## The request
Pull out every line of the rows below and reproduce each one word for word. Leave the pictures out.

## Point annotation entries for images
+-------+

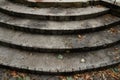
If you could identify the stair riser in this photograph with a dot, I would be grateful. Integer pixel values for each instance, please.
(55, 4)
(45, 50)
(58, 32)
(54, 18)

+-------+

## Solved problem
If you could identify the stair riser in this photograph with a dot, I would be grateful. Integer pixel values for each instance, please.
(55, 4)
(45, 50)
(58, 32)
(54, 18)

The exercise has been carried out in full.